◆ Task to carry out
Throughout the material, replace each occurrence of "Keypoints" with "Marked points" and leave every other character unchanged.
[START OF Given data]
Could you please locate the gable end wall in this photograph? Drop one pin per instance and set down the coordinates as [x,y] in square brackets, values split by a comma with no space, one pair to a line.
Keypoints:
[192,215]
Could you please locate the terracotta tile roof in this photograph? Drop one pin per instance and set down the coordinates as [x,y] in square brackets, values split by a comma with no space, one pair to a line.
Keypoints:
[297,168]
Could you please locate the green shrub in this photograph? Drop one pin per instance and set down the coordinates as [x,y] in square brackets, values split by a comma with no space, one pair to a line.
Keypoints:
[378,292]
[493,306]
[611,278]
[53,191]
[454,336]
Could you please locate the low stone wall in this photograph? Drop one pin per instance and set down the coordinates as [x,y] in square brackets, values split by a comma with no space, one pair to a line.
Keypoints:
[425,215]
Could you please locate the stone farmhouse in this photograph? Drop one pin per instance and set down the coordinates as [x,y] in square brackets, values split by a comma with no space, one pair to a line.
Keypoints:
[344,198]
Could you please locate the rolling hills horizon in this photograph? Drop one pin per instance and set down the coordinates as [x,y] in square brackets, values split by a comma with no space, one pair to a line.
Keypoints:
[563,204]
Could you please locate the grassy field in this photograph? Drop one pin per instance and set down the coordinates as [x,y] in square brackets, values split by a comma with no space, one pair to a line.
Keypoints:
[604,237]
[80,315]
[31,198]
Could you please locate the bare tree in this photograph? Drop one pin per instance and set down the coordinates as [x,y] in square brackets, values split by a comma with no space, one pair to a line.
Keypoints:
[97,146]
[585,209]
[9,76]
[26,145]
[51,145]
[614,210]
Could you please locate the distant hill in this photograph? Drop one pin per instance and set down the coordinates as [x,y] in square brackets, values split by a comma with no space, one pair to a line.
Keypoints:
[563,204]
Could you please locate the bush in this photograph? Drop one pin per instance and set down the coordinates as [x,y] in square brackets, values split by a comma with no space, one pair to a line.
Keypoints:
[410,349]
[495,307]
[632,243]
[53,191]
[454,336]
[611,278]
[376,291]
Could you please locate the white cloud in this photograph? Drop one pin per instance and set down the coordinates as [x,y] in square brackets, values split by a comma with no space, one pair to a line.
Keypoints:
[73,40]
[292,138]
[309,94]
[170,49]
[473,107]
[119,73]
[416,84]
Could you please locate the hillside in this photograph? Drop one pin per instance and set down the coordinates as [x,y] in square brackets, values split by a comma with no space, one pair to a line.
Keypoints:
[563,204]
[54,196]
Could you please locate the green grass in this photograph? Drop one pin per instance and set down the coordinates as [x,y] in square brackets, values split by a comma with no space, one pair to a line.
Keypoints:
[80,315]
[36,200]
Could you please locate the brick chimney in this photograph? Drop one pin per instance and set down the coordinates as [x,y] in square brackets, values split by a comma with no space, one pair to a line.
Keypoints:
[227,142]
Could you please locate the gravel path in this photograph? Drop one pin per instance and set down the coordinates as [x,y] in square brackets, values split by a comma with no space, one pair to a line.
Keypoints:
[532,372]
[END OF Given data]
◆ Solution for this problem
Could you please locate the gable end wall in this photograph? Drop one pin per instance and set down the coordinates as [x,y] in square brackets, values split by a comma with no space, one pair to a line.
Marked points:
[192,215]
Could you please locate the terracotta tile roof in this photograph? Drop one pin per instance and set down the coordinates as [x,y] in square brackets, values split by a comma with no space, one pair to a line.
Marked points:
[297,168]
Could you please locate the green shrub in this photograph? Drop one pin per instance and set down the coordinates as [x,y] in square brackets, values split by a comma with no space, one pair to a line.
Marked points:
[378,292]
[493,306]
[611,278]
[53,191]
[454,336]
Could you please locate the low stone wall in this photograph? Drop one pin per instance and set down the coordinates as [x,y] in square brackets, values split by a comma with no space, one pair to a line.
Marked points:
[425,215]
Could you please locate the stone farmhouse in this photograph? Drop one pin per instance and set down the coordinates as [x,y] in square brackets, values split by a comma with no space, one pair to a line.
Marked points:
[344,198]
Could you please locate the rolling hills horizon in this photograph? Drop one pin per instance and set down the coordinates as [x,y] in square brackets, values split by a comma with no space, one pair to a line.
Marked points:
[563,204]
Could you please locate the grassy field in this photograph? Drop one pin per instance and set down the coordinates as [x,y] in square brackets, values split by a comma with no space, one pair to a line.
Marked points:
[604,237]
[80,315]
[31,198]
Could you please locate the bare tree in this photograph? Drop one pin per instance and set down the coordinates as [x,y] in square brackets, values split by a comma with no space, one pair to a line.
Marked points:
[97,146]
[585,209]
[9,76]
[26,145]
[51,145]
[614,210]
Could you please locate the distant hill in this photograph? Drop one pin per instance and set down the coordinates as [x,y] in square brackets, values split by a comma with no space, one pair to a line.
Marked points:
[563,204]
Could you please locate the bush in this photograph? Drop one pin per instance and set down the coordinates as [x,y] in square brackets, values split by a comma with no space, one pair to a line.
Marked points:
[410,349]
[495,307]
[632,243]
[53,191]
[454,336]
[611,278]
[376,291]
Could you please locate the white cloud in this photograph? Drop one pin per instance and set down the coordinates as [x,y] in square brackets, values split by a comma with no space, one pair to a line.
Marked points:
[73,40]
[292,138]
[309,94]
[170,49]
[473,107]
[119,73]
[416,84]
Could you please locate the hillside in this photograph? Drop one pin per instance and set down the coordinates as [x,y] in square brackets, values split by a comma with no space, one pair to a line.
Marked points:
[563,204]
[54,196]
Could you please locate the green grass in this photograph? Drop one pin per instance and set down the coordinates as [x,y] in square brackets, values split by a comma with no space, one pair to a line.
Marked points:
[80,315]
[36,200]
Could you please locate the brick chimney in this photograph? Drop one pin per instance and set down the coordinates as [x,y] in square brackets, values split by a comma with no space, one pair to a line.
Marked points:
[227,142]
Could you please locate the gravel path in this photograph? Drop one pin per instance and set down the coordinates as [x,y] in square brackets, values split by a comma with no space, one pair to a line.
Marked points:
[532,372]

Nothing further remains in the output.